*RECORDS PROVIDED:*

============

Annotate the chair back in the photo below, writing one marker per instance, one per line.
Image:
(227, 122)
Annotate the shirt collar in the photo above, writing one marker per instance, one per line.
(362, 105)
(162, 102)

============

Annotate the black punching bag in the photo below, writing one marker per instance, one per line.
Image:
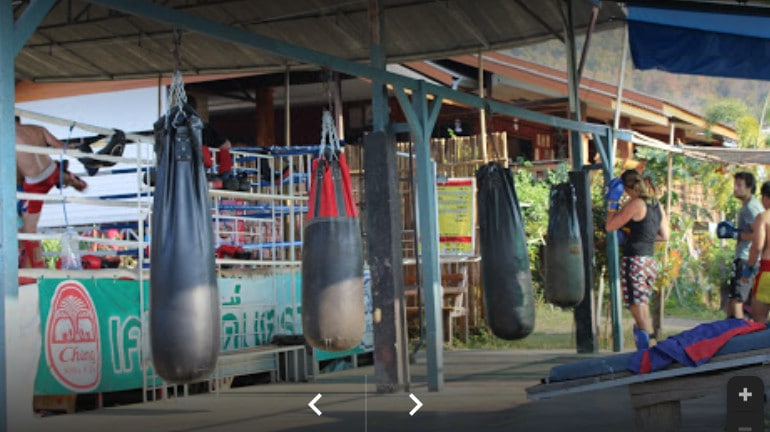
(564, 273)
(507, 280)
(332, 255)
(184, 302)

============

*DESCRIPTION OF THE TASK:* Which rows of the listing above contain the word "line"? Return each of them in full.

*OUTPUT OF THE TASK:*
Annotate the chair back in the photo below, writing one marker per instance, one per line.
Annotate the shirt collar in the photo above, writing one marker per instance, one per line.
Annotate the black punching bag in the photo below, writing one marker per instance, one per line.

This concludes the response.